Selected text:
The line `document_store = InMemoryDocumentStore(use_bm25=True)` initializes a **document store** in Haystack, specifically an **in-memory** document store that will store your documents (or passages) for fast retrieval.

Here’s a detailed breakdown of what each part means:

### **What is a Document Store?**
The **document store** is a central repository where documents (text passages, articles, FAQs, etc.) are saved. This repository will later be queried by a **retriever** to fetch relevant documents based on the user's query.

- A **document** typically contains fields like:
  - **content**: The main body of the document (e.g., an article or text passage).
  - **meta** (optional): Metadata about the document, such as title, author, or source.

Haystack provides several types of **document stores**, which act as repositories to store, index, and manage documents (such as text passages, articles, or FAQs). The type of document store you choose depends on the scale of your dataset, retrieval method (keyword-based or dense retrieval), and infrastructure needs (in-memory or persistent storage).

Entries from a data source
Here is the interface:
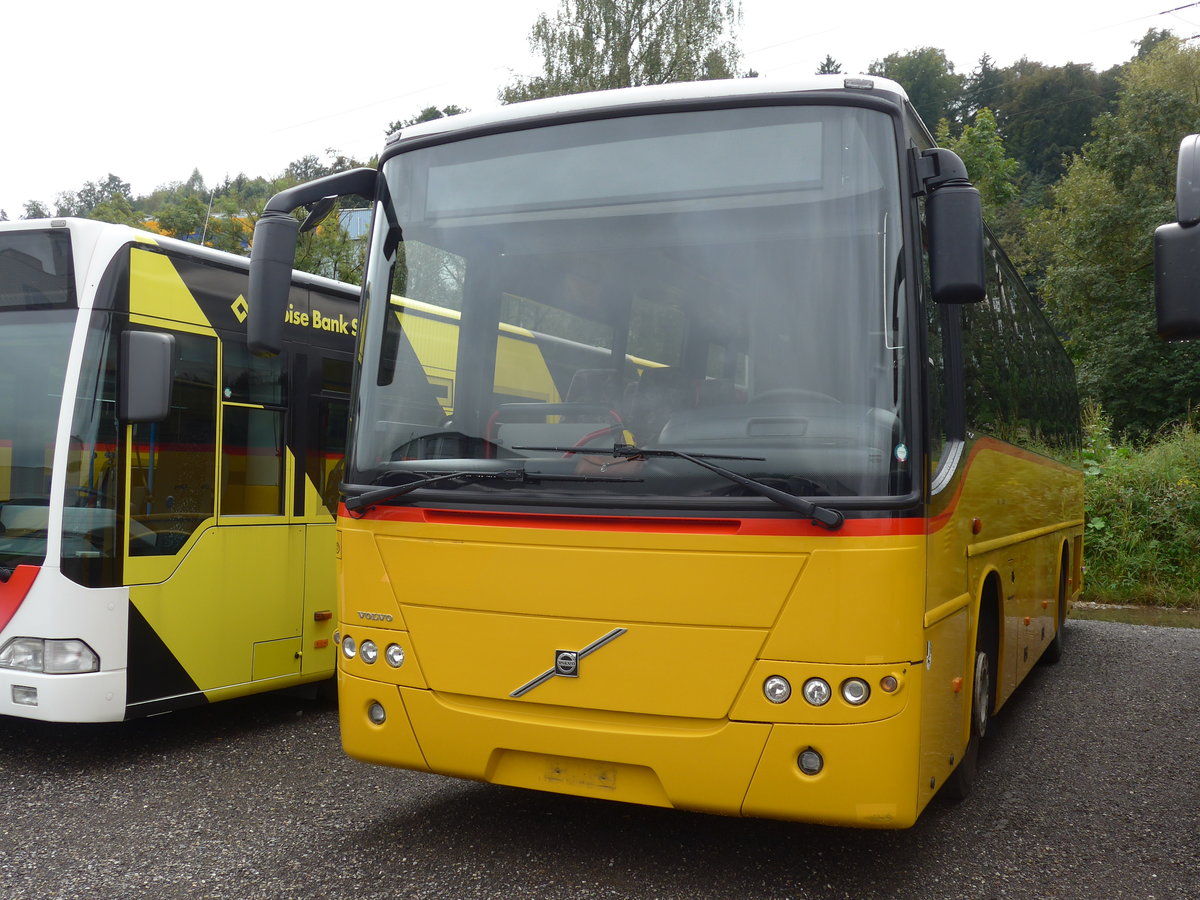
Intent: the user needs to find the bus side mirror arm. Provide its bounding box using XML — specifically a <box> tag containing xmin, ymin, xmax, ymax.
<box><xmin>1154</xmin><ymin>134</ymin><xmax>1200</xmax><ymax>341</ymax></box>
<box><xmin>246</xmin><ymin>168</ymin><xmax>378</xmax><ymax>356</ymax></box>
<box><xmin>913</xmin><ymin>148</ymin><xmax>988</xmax><ymax>304</ymax></box>
<box><xmin>116</xmin><ymin>331</ymin><xmax>175</xmax><ymax>424</ymax></box>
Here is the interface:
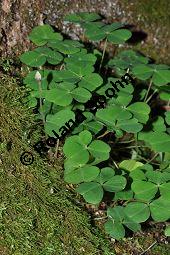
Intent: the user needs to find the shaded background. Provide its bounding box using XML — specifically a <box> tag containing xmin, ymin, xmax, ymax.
<box><xmin>0</xmin><ymin>0</ymin><xmax>170</xmax><ymax>64</ymax></box>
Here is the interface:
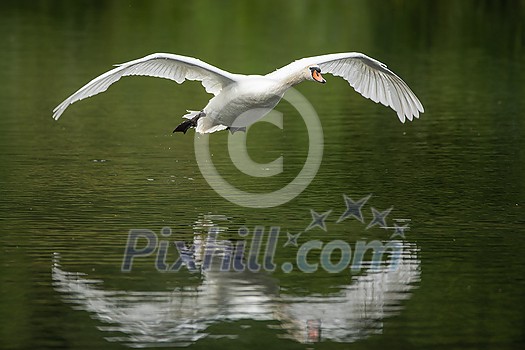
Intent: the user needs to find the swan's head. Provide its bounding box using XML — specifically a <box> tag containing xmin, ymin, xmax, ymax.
<box><xmin>308</xmin><ymin>66</ymin><xmax>326</xmax><ymax>84</ymax></box>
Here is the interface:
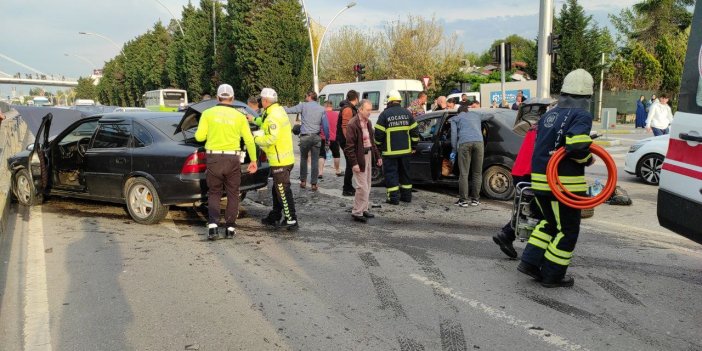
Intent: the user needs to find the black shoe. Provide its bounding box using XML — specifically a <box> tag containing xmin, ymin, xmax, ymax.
<box><xmin>207</xmin><ymin>227</ymin><xmax>219</xmax><ymax>240</ymax></box>
<box><xmin>351</xmin><ymin>214</ymin><xmax>368</xmax><ymax>223</ymax></box>
<box><xmin>517</xmin><ymin>261</ymin><xmax>541</xmax><ymax>281</ymax></box>
<box><xmin>492</xmin><ymin>233</ymin><xmax>517</xmax><ymax>258</ymax></box>
<box><xmin>541</xmin><ymin>275</ymin><xmax>575</xmax><ymax>288</ymax></box>
<box><xmin>261</xmin><ymin>217</ymin><xmax>279</xmax><ymax>228</ymax></box>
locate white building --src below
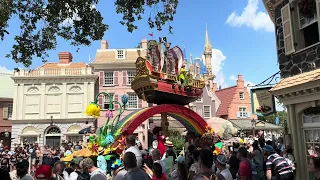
[11,52,98,146]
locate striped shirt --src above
[266,153,292,175]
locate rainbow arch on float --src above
[116,104,207,135]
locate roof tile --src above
[216,86,237,116]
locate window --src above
[127,94,138,109]
[239,107,248,118]
[117,50,125,59]
[203,106,211,118]
[104,72,113,85]
[2,103,13,119]
[127,71,136,85]
[239,92,244,99]
[103,94,113,109]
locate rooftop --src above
[270,69,320,91]
[0,73,14,99]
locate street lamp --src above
[251,119,256,138]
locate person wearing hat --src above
[214,154,233,180]
[17,160,32,180]
[263,145,294,180]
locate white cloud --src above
[229,75,238,81]
[0,66,13,74]
[226,0,274,32]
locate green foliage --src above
[0,0,178,67]
[169,131,185,151]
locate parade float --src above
[64,38,220,164]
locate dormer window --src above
[239,92,244,100]
[117,50,125,59]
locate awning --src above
[229,119,283,130]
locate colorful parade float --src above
[65,38,221,163]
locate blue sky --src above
[0,0,278,86]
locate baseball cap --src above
[216,154,227,165]
[263,145,274,152]
[36,165,52,178]
[176,156,184,164]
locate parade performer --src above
[178,65,186,84]
[153,127,166,157]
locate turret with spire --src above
[203,25,213,80]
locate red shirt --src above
[239,161,252,180]
[151,173,167,180]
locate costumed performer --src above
[153,127,166,157]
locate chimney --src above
[58,52,72,64]
[212,83,218,92]
[101,40,109,49]
[141,39,148,49]
[237,74,244,88]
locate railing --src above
[13,67,93,76]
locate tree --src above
[0,0,178,67]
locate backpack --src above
[250,159,266,180]
[75,171,90,180]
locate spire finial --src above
[205,23,212,49]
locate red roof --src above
[216,86,237,116]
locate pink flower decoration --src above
[106,110,113,118]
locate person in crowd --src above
[125,135,142,168]
[215,154,233,180]
[171,156,188,180]
[188,150,200,180]
[80,158,107,180]
[35,165,53,180]
[17,160,32,180]
[229,143,240,179]
[193,149,215,180]
[123,152,150,180]
[237,147,252,180]
[97,151,107,173]
[263,145,294,180]
[151,149,166,173]
[53,161,69,180]
[308,156,320,180]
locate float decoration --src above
[85,92,128,155]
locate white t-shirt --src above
[220,168,233,180]
[125,146,143,168]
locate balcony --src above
[13,67,93,77]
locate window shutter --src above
[99,71,104,86]
[2,104,9,119]
[137,96,142,108]
[281,3,294,55]
[113,71,119,85]
[114,94,119,109]
[99,95,104,109]
[122,71,127,85]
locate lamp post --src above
[251,119,256,138]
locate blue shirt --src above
[97,155,107,172]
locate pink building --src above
[91,39,149,148]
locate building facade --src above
[11,52,98,146]
[0,74,13,148]
[213,75,257,120]
[91,39,148,148]
[263,0,320,177]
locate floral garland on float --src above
[62,92,128,165]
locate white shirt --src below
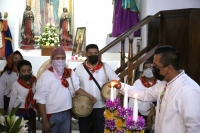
[9,81,35,112]
[34,70,80,114]
[0,71,18,97]
[128,79,158,116]
[121,71,200,133]
[75,63,119,108]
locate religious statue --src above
[60,8,72,50]
[0,12,13,58]
[21,6,35,49]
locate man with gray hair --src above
[34,47,96,133]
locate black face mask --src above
[153,66,167,81]
[20,73,32,81]
[88,55,99,65]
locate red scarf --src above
[12,67,19,73]
[140,76,157,88]
[17,76,37,110]
[83,60,103,80]
[48,67,72,88]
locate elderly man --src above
[34,47,96,133]
[75,44,119,133]
[111,46,200,133]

Jobs:
1. Check each statement against the text on Haystack document stores: (a) The content field holds the main body of a document. (b) Haystack offers only one type of document store. (c) Which document store to choose depends only on infrastructure needs. Answer yes or no for each and quote the deciding words of the text.
2. Please retype the text on Haystack document stores word for word, starting with "### **What is" and going on through "or text passage).".
3. Continue the text on Haystack document stores from the point where it stops.
The entries aren't needed here.

Exercise answers:
1.
(a) Yes: "The main body of the document"
(b) No: "Haystack provides several types of"
(c) No: "depends on the scale of your dataset, retrieval method (keyword-based or dense retrieval), and infrastructure needs"

2.
### **What is a Document Store?**
The **document store** is a central repository where documents (text passages, articles, FAQs, etc.) are saved. This repository will later be queried by a **retriever** to fetch relevant documents based on the user's query.

- A **document** typically contains fields like:
  - **content**: The main body of the document (e.g., an article or text passage).

3.
Here’s an overview of the **different document stores** available in Haystack and their respective use cases:

---

### 1. **InMemoryDocumentStore**
- **Description**: This is a simple document store that keeps all the documents in the system’s RAM. It does not persist data on disk or use external databases.
- **Use Case**: Suitable for **small datasets** and for **testing** or **prototyping** applications where the data can fit entirely into memory. Fast retrieval times due to the in-memory nature, but limited by memory capacity.
- **Retrieval Method**: Supports **BM25** and **TF-IDF** for keyword-based search, as well as dense vector retrieval if combined with a dense retriever.
- **Key Feature**:
  - Fast and lightweight.
  - Not persistent (documents are lost when the program is restarted).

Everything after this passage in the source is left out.